Advisors have likely encountered this scenario before: A client calls or comes into the office facing either a large, unexpected expense or an equally hefty long-term, planned purchase.
Obviously, they need cash and many clients that are not in the high-net-worth stratosphere may not have the capital lying around to deal with big expenses. That doesn’t mean there are not options for generating that cash.
As advisors know, those options include a home equity line of credit (HELOC), personal loans or liquidating assets that are held outside of a retirement account. Indeed, those are efficient, quick fixes for significant expenses, but those ideas aren’t perfect.
Selling investments to cover an expense creates tax liabilities and means the client has a smaller portfolio and the advisor has fewer assets to manager. Likewise, personal loans and HELOCs create long-term liabilities and thanks to rising interest rates, interest payments are higher on these products today than they were in 2020. For example, borrowers with excellent credit might be able to find a personal loan with an interest rate of slightly below 5%, but the reality is they’ll likely pay somewhere in the neighborhood of 7% to 8% on a $10,000-plus loan.
Enter securities-backed lending (SBL) as an alternative to above ideas.
Exploring SBL
In simple terms, securities-backed lending is exactly what it implies – a loan against non-retirement investment portfolios. The “non-retirement” qualifier is important for advisors to convey to clients interested in SBL because no matter how large the clients’ 401(k) or IRA balances, lenders in this space don’t lend on assets held in those accounts.

▶ _Stored data_:
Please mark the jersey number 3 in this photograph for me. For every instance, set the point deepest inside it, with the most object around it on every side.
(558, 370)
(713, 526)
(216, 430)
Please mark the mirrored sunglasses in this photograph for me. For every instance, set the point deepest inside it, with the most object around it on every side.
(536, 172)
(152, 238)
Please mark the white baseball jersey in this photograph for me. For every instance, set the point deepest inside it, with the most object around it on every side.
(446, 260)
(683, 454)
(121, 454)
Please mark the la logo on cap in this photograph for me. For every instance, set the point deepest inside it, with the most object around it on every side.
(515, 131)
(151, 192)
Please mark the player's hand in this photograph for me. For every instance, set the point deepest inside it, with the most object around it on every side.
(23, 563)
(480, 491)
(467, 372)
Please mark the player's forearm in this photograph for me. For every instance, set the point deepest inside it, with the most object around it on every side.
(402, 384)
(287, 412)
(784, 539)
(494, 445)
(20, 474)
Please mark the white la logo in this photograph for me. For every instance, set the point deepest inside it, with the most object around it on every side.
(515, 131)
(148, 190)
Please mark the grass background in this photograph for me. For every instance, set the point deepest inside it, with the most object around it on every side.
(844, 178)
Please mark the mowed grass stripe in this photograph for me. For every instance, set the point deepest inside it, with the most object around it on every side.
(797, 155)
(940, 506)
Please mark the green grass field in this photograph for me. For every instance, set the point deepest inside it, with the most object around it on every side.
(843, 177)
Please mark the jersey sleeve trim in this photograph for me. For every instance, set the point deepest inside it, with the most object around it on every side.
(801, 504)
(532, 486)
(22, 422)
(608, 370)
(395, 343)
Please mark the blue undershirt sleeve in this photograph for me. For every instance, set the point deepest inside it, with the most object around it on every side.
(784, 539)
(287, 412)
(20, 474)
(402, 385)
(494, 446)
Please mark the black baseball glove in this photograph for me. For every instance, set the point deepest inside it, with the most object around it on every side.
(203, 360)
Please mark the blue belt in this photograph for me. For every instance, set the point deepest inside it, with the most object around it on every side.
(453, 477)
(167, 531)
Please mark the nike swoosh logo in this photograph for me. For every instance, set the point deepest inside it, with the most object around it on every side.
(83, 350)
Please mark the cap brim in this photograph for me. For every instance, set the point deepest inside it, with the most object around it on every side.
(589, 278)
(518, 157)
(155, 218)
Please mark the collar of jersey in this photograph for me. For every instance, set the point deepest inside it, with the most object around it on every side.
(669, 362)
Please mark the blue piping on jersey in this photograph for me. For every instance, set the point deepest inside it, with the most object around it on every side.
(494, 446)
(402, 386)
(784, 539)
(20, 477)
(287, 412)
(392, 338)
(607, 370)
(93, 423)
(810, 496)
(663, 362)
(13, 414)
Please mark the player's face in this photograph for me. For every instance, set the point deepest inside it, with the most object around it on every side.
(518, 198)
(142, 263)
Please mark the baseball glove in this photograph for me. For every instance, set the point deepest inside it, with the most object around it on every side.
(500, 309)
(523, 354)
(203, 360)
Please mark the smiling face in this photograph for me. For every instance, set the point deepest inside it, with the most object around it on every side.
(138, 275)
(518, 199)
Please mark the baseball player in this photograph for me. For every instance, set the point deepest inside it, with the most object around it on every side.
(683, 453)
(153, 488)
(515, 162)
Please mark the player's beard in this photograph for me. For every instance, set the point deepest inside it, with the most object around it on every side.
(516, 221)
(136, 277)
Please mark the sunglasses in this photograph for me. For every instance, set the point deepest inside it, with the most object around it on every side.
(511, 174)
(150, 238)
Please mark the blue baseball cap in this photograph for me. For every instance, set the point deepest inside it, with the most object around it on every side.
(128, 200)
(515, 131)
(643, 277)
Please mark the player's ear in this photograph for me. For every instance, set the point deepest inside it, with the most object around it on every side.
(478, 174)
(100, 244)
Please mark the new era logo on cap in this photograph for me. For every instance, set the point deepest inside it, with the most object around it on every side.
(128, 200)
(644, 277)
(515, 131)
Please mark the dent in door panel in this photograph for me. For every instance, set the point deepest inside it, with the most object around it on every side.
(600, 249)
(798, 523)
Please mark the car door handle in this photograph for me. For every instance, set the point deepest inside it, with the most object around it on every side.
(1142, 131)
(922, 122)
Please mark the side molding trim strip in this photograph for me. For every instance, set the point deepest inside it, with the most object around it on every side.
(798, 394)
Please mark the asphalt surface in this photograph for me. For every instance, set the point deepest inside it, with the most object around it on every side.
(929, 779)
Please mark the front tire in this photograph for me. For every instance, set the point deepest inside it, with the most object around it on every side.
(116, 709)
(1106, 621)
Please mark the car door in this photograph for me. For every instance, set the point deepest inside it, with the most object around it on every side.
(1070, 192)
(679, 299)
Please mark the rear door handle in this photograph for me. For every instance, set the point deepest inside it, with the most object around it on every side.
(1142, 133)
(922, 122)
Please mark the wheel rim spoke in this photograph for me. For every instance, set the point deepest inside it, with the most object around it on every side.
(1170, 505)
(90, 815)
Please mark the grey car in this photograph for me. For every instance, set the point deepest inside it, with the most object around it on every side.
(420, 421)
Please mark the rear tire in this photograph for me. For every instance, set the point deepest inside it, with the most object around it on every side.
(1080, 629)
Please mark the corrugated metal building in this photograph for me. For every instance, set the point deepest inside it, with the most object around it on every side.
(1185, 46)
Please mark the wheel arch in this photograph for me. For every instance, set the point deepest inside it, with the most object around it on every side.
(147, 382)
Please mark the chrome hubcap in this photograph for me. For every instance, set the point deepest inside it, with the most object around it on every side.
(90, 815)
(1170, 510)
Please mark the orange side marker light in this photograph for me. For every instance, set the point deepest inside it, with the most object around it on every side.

▶ _What needs to be done_: Resume the article on securities-backed lending right after its final sentence, and write the next few paragraphs.

▶ _Response to this task_:
Essentially, a securities-backed loan is a line of credit derived from the client’s portfolio. In a hypothetical example, Jane has $250,000 in non-retirement assets and she wants to access $25,000 for home improvements. SBL might be appropriate for her and perhaps a better idea than a HELOC or personal loan, particularly if she has a long-term investing horizon and isn’t imminently approaching retirement.
“Another appealing benefit of SBL from your client’s point of view is that holding onto their assets means they can continue to receive benefits such as dividends, interest and appreciation. And if they’re eager to leave a legacy to their heirs, preserving the portfolio can be a more thoughtful long-term plan,” notes Debra Griffin of Nationwide.
Of course, SBL isn’t appropriate for all clients and some would be loath to part with assets to pay for, say healthcare expenses, but there some perks with this form of accessing capital.
“SBL can be considered for a variety of large expenses, ranging from tax payments to a real estate purchase, from emergency cash to a home renovation. But it should be noted that a securities-backed line of credit cannot be used to purchase additional securities,” adds Griffin.
Other SBL Perks
The advantages of SBLs don’t end there. Hopefully, most clients aren’t in a position where they have to worry about personal credit scores, but if they are, SBL is an avenue to consider because credit is less relevant here because the lender knows the loan is backed by a liquid, identifiable asset.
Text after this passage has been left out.